WORK INSTRUCTIONS – Report back every line in the data that includes the string "shelf".

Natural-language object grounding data
===
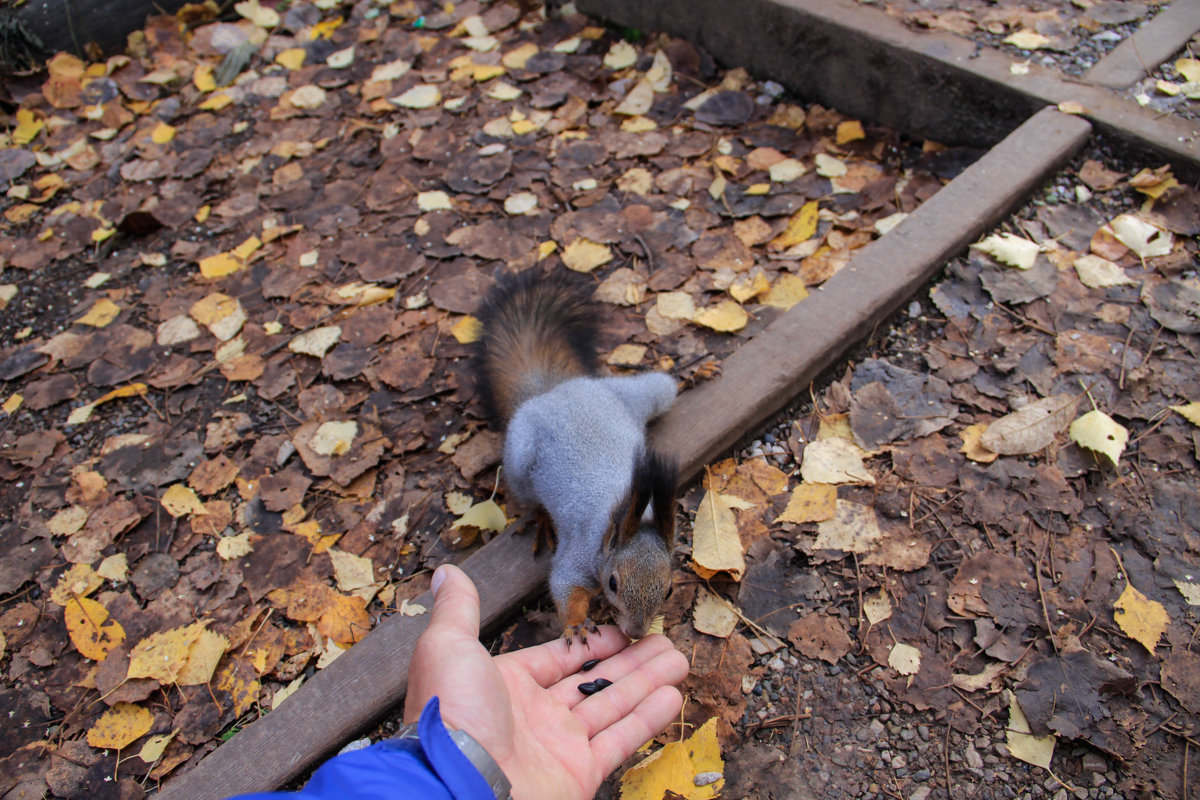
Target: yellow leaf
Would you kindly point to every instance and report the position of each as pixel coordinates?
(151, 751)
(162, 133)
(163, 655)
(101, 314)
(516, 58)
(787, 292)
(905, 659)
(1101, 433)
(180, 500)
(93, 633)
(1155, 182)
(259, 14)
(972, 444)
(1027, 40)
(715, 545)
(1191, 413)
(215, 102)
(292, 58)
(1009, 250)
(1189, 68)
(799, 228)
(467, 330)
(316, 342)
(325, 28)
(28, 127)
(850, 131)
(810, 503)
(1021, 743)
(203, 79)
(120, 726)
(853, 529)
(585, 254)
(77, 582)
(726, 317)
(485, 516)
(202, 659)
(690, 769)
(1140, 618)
===
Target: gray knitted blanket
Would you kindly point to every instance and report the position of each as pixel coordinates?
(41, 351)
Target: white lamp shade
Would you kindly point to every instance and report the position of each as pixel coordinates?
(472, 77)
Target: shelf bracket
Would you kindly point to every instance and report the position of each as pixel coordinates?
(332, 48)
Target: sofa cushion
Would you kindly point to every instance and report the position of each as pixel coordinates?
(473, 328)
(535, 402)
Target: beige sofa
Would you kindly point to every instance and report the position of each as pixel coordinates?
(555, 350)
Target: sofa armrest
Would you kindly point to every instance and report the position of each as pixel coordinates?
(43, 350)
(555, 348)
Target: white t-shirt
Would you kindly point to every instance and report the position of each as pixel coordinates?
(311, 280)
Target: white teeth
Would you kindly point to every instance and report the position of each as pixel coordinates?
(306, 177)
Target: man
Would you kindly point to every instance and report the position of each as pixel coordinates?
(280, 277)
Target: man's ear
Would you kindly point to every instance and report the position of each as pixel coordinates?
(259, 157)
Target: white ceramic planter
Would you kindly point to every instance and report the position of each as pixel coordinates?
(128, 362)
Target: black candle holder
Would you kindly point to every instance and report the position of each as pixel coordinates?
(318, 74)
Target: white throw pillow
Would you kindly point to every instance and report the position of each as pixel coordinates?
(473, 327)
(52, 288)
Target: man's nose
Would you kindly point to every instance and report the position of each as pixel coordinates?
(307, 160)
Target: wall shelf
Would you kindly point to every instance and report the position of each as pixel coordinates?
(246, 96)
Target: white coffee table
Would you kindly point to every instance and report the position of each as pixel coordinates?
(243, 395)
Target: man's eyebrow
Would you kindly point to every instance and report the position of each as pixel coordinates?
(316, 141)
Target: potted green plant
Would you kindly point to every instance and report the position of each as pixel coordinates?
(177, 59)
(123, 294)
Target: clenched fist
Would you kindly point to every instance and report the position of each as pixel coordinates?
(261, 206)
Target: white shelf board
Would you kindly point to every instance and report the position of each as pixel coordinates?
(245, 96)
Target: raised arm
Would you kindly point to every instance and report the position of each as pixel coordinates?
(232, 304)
===
EXERCISE RESPONSE –
Target: shelf bracket
Target: wall shelf
Target: white shelf board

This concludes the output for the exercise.